- WHAT YOU WILL DO -
Rewrite everything from the start of the material down through the line containing "positive clicks: (163, 237) (76, 210)", changing each "rough mask" to "coarse mask" and leaving all else as it is.

****************************************

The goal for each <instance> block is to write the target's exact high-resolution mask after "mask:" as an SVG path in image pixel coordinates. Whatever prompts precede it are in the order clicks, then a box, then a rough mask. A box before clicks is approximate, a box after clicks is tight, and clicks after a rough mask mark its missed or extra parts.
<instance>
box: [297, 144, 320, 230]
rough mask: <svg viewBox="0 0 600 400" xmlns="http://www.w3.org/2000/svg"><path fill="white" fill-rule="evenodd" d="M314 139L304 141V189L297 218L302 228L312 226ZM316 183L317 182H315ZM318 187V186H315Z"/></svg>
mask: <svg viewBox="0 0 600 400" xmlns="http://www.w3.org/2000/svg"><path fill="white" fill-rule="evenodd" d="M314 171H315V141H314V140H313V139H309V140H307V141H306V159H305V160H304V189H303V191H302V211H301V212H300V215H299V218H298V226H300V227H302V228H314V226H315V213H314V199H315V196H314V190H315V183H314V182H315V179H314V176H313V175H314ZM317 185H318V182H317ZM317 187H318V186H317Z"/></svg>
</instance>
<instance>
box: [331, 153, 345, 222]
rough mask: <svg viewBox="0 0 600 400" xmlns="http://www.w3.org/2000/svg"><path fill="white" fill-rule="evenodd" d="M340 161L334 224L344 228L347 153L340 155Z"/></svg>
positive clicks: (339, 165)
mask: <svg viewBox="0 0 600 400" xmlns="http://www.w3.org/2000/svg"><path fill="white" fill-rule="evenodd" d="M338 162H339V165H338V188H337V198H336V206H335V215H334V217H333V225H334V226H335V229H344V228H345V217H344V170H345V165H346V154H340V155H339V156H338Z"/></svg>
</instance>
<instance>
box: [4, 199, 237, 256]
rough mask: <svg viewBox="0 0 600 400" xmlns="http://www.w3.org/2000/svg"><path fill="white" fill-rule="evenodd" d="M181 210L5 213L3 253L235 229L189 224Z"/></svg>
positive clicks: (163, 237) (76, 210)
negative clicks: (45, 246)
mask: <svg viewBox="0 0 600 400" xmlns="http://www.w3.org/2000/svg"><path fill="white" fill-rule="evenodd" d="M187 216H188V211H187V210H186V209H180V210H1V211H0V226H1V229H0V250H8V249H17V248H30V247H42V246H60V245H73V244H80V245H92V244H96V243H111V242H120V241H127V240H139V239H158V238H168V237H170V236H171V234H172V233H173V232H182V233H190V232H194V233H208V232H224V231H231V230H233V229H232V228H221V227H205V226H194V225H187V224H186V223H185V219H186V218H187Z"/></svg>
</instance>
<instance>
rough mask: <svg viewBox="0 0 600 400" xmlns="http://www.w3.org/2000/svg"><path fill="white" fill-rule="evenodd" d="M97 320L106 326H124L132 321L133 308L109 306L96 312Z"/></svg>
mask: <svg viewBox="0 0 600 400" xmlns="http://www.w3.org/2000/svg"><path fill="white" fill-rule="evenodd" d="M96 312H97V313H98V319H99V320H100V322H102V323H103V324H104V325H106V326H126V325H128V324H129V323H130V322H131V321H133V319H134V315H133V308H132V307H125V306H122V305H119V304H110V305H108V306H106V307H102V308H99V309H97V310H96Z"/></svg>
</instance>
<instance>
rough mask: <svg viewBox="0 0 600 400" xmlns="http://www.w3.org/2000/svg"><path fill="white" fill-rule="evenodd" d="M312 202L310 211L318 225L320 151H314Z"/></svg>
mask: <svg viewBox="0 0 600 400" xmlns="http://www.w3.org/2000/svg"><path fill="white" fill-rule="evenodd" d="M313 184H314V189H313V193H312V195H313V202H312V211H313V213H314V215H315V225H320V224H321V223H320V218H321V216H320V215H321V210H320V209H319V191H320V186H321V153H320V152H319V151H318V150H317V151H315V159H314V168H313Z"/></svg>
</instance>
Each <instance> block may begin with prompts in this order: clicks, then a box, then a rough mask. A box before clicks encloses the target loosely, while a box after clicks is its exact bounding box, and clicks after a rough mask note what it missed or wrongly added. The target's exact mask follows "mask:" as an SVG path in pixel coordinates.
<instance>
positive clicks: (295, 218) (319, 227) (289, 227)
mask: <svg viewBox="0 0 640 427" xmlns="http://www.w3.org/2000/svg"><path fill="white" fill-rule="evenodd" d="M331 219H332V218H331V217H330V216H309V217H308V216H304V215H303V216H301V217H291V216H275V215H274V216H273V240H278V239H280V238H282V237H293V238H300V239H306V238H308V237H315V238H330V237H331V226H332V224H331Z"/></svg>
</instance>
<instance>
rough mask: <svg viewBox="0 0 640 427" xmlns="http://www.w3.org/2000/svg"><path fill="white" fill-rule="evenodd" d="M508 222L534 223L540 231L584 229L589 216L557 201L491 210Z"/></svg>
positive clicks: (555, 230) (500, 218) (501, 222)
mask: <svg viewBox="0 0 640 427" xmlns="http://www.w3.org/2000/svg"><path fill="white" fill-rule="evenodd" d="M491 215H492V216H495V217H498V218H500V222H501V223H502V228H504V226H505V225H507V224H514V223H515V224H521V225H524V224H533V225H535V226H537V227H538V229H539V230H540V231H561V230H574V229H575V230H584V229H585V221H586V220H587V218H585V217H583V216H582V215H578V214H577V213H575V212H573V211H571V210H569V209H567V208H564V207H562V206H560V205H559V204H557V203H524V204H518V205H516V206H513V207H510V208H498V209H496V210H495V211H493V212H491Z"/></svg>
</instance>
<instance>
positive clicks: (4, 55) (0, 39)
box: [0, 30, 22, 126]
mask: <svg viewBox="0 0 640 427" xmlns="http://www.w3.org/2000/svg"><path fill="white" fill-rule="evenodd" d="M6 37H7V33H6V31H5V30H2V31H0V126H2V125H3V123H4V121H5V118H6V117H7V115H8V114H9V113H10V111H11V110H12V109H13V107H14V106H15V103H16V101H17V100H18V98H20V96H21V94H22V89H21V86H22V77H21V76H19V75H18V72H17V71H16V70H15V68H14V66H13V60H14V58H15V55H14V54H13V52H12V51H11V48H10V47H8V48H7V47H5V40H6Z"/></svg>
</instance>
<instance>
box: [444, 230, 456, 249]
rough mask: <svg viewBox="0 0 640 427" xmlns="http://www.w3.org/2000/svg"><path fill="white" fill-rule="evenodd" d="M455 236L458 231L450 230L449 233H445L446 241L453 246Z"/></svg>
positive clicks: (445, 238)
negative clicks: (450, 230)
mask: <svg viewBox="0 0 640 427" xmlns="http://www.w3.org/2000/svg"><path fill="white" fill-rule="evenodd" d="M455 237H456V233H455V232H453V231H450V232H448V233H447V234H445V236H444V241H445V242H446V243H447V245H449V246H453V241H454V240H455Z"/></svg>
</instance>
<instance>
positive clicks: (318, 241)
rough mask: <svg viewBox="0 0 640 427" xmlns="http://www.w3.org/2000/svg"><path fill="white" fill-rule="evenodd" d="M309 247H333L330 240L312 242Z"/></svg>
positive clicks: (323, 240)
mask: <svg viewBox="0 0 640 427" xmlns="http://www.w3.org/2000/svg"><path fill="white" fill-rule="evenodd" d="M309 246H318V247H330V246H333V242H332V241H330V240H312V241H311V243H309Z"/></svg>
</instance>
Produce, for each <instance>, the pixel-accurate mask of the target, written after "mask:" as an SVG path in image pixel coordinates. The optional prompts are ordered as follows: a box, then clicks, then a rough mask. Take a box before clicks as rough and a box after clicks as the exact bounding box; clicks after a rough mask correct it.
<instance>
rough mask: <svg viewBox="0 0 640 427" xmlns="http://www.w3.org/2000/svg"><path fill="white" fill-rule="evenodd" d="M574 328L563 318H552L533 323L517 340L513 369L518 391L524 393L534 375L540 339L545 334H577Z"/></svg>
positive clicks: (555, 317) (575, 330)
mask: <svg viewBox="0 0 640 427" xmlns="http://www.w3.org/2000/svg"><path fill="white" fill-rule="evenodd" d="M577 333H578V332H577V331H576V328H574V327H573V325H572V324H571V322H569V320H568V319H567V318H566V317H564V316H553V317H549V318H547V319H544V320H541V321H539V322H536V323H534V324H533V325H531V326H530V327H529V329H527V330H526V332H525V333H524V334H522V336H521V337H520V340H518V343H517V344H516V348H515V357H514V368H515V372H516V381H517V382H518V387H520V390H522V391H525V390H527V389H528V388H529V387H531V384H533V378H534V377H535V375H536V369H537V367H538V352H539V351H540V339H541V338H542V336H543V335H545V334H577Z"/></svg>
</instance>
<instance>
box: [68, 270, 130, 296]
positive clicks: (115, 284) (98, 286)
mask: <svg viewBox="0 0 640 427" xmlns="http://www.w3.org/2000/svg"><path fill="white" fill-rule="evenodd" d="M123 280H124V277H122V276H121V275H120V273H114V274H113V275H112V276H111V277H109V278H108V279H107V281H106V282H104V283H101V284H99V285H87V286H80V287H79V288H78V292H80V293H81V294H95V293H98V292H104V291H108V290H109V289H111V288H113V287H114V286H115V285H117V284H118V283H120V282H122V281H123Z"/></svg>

****************************************

- WRITTEN SOLUTION -
The goal for each <instance> block is to write the target's exact high-resolution mask after "mask:" as an SVG path in image pixel coordinates. Whatever prompts precede it are in the order clicks, then a box, then a coarse mask. A box before clicks is approximate, a box after clicks is tight, and clicks after a coarse mask mark its missed or extra parts.
<instance>
box: [297, 144, 320, 230]
coarse mask: <svg viewBox="0 0 600 400" xmlns="http://www.w3.org/2000/svg"><path fill="white" fill-rule="evenodd" d="M314 139L304 141V189L297 218L302 228L312 226ZM316 183L317 182H315ZM318 187V186H315Z"/></svg>
mask: <svg viewBox="0 0 600 400" xmlns="http://www.w3.org/2000/svg"><path fill="white" fill-rule="evenodd" d="M314 171H315V141H314V140H313V139H309V140H307V141H306V159H305V160H304V189H303V191H302V211H301V212H300V215H299V218H298V226H300V227H302V228H314V226H315V213H314V199H315V196H314V190H315V183H314V182H315V179H314V176H313V175H314ZM317 185H318V182H317ZM317 187H318V186H317Z"/></svg>
</instance>
<instance>
box: [331, 153, 345, 222]
coarse mask: <svg viewBox="0 0 600 400" xmlns="http://www.w3.org/2000/svg"><path fill="white" fill-rule="evenodd" d="M340 161L334 224L344 228L347 153L340 155Z"/></svg>
positive clicks: (339, 165)
mask: <svg viewBox="0 0 600 400" xmlns="http://www.w3.org/2000/svg"><path fill="white" fill-rule="evenodd" d="M338 162H339V165H338V188H337V198H336V206H335V215H334V217H333V225H334V226H335V229H344V228H345V217H344V170H345V165H346V154H340V155H339V156H338Z"/></svg>
</instance>
<instance>
box: [4, 199, 237, 256]
coarse mask: <svg viewBox="0 0 600 400" xmlns="http://www.w3.org/2000/svg"><path fill="white" fill-rule="evenodd" d="M181 210L5 213L3 253L235 229L189 224Z"/></svg>
positive clicks: (163, 237) (76, 210)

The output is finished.